■ **Estratto**:

+ + + + +

Mi hai raccontato che a breve sul vostro blog inaugurerete una rubrica settimanale sui lavori un po’ “strani” che svolge la gente in Thailandia. La cosa mi ha molto incuriosita, potresti anticiparci qualcosa?

 

L’idea è quella di fare dei brevi video a persone che svolgono dei lavori interessanti perché inesistenti da noi o perché, pur essendoci, sono fatti in condizioni completamente diverse. Per esempio, il primo video che posteremo sarà su un uomo che muove un “ponte” per attraversare un canale dietro casa nostra, con un sistema curioso fatto di carrucole che lui governa pedalando. E’ più difficile da spiegare che da vedere… Seguiteci!

 

A proposito di lavoro, com’è il mercato thailandese? Ci sono possibilità maggiori rispetto a quelle che si possono trovare qui in Italia?

 

Ci sono delle ottime possibilità per chi vuole insegnare inglese (pochissime per l’italiano, lo spagnolo, di più per il francese). Se non si è madrelingua, sono però richiesti anche una laurea specifica (meglio una laurea quinquennale o vecchio ordinamento perché di solito pagano meglio), esperienza nell’insegnamento e nella gestione di una classe, oltre ovviamente ad un alto livello d’inglese, perché bisogna costantemente competere con i madrelingua, che sono davvero moltissimi. Questo discorso dell’inglese vale per ogni lavoro. In generale, si sente che c’è molto fermento. Ci sono moltissime multinazionali, quindi penso che anche in ambito customer care, ci siano possibilità e vedo sempre molti annunci di lavoro per grafici. Penso che i grafici italiani verrebbero molto apprezzati qui. Gli italiani vengono ancora considerati interessanti o almeno “neutri”, non ci sono ancora pregiudizi, almeno non a Bangkok. A chiunque voglia provare, consiglio però di cercare già dall’Italia, perché è altamente sconsigliato lavorare in nero, inoltre stare qui senza lavorare può essere rischioso per il portafoglio. L’altra soluzione è aprire un’attività, ma bisogna avere un partner Thai che detenga il 51%. Di solito chi lo fa è perché ha una moglie Thai. Anche se, comunque ci sono varie leggi da rispettare su cui non voglio dilungarmi. Per fortuna ci sono società d’intermediazione fondate da italiani che aiutano con le scartoffie.

+ + + + +

■ **Righe da elaborare**:
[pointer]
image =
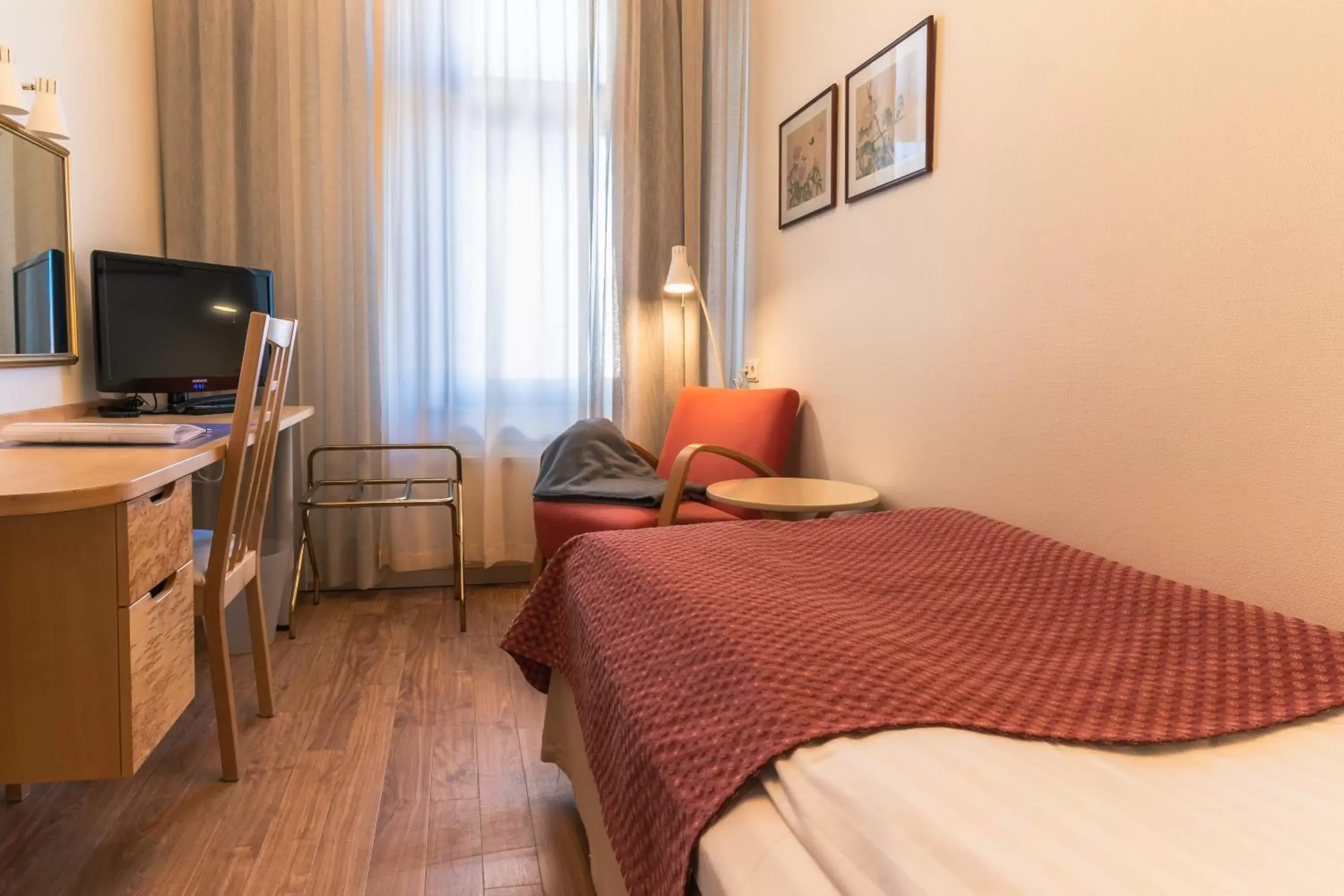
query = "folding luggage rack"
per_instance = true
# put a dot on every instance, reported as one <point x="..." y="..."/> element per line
<point x="355" y="497"/>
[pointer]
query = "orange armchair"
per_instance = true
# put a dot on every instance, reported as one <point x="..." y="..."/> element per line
<point x="715" y="435"/>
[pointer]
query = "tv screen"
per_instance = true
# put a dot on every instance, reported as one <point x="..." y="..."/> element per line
<point x="170" y="326"/>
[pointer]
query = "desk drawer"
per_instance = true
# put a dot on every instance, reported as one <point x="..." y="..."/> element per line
<point x="155" y="531"/>
<point x="158" y="667"/>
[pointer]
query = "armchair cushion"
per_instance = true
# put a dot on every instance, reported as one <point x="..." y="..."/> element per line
<point x="558" y="521"/>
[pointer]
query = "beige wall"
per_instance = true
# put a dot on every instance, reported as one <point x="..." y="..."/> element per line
<point x="1115" y="314"/>
<point x="103" y="54"/>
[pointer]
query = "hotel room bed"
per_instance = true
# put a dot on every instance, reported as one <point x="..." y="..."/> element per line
<point x="945" y="812"/>
<point x="823" y="707"/>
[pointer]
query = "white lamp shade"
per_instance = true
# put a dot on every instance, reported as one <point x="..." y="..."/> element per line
<point x="681" y="277"/>
<point x="11" y="95"/>
<point x="47" y="117"/>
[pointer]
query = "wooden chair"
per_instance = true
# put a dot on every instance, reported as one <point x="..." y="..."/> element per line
<point x="229" y="559"/>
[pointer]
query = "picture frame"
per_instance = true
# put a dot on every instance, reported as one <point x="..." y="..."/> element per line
<point x="889" y="116"/>
<point x="808" y="151"/>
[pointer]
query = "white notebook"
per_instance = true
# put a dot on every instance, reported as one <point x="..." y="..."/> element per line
<point x="97" y="433"/>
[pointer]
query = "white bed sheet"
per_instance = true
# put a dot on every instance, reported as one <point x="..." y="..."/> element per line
<point x="947" y="812"/>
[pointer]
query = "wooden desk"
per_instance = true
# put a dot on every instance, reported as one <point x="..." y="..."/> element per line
<point x="96" y="599"/>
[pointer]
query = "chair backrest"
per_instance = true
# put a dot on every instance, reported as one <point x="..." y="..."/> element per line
<point x="246" y="485"/>
<point x="756" y="422"/>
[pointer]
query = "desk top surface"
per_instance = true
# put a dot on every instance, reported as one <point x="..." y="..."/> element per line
<point x="50" y="478"/>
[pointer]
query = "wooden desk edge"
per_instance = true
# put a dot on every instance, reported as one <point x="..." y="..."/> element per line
<point x="125" y="491"/>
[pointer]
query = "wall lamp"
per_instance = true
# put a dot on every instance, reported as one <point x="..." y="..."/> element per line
<point x="47" y="117"/>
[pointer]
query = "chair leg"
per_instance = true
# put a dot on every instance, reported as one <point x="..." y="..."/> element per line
<point x="222" y="684"/>
<point x="261" y="646"/>
<point x="538" y="567"/>
<point x="293" y="593"/>
<point x="312" y="559"/>
<point x="460" y="560"/>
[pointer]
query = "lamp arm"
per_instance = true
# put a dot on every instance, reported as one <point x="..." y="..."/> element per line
<point x="709" y="324"/>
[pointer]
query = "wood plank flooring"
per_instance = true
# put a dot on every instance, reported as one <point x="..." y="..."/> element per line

+ + + + +

■ **Consegne**:
A: Rispondi in base all'estratto:
(i) In che modo l'uomo del primo video aziona il sistema di carrucole che muove il "ponte"?
(ii) Quale quota deve detenere il partner thailandese di chi apre un'attività?
(iii) Per quali due lingue l'estratto indica pochissime possibilità di insegnamento?
B: Restituisci tutte le righe che contengono la stringa "armchair".
L'estratto e le righe non hanno alcun legame tra loro.

■ **Risultati**:
A:
(i) Pedalando.
(ii) Il 51%.
(iii) Italiano e spagnolo.

B:
query = "orange armchair"
query = "armchair cushion"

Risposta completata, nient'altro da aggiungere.